**EXERCISE OBJECTIVE:** Lines before the one containing "Annotation task — pin every instance of the white window" are excluded; reproduce that line and all lines after it in the entries below, exactly.
BEGIN RECORDS SHOWN
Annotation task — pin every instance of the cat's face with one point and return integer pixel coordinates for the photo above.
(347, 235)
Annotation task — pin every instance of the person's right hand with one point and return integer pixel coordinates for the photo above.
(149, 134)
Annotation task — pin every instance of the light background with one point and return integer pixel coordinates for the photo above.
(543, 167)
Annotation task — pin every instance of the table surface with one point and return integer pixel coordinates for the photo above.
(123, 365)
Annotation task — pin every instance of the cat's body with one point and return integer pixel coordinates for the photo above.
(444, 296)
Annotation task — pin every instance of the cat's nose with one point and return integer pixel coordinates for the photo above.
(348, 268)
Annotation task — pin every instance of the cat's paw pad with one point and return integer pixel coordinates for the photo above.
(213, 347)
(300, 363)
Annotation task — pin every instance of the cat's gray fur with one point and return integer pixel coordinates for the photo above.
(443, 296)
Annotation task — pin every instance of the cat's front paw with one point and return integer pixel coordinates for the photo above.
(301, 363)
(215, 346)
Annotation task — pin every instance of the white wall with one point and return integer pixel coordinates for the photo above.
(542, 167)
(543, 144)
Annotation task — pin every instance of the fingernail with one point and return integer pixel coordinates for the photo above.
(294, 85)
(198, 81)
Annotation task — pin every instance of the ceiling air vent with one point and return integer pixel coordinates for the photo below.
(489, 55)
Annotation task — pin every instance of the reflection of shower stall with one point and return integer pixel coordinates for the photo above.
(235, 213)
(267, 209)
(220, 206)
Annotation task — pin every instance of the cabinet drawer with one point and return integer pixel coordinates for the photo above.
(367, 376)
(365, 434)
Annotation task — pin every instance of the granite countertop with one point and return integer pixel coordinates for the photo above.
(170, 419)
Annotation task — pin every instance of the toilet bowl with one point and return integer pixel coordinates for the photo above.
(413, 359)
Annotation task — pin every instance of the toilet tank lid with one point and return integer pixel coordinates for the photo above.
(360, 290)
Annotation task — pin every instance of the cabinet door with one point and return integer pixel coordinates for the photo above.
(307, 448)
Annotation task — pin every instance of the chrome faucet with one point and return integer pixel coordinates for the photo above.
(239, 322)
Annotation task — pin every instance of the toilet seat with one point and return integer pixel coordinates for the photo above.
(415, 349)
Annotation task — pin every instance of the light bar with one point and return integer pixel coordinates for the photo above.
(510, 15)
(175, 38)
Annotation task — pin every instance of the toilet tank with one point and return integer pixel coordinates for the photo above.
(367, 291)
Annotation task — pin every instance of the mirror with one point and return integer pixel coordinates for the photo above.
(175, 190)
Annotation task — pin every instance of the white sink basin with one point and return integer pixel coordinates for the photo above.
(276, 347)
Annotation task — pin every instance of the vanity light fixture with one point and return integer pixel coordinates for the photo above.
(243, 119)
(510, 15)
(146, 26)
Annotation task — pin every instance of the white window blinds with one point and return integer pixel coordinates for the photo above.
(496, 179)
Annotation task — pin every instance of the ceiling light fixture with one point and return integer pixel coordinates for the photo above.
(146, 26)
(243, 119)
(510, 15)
END RECORDS SHOWN
**SOLUTION TO THE PROBLEM:**
Annotation task — pin every instance of the white window blinds with one point and return integer pixel coordinates for the photo above.
(496, 179)
Annotation task — pin every instance of the ceiling light fixture with one point and return integer pixel coordinates for the photo above.
(146, 26)
(243, 119)
(510, 15)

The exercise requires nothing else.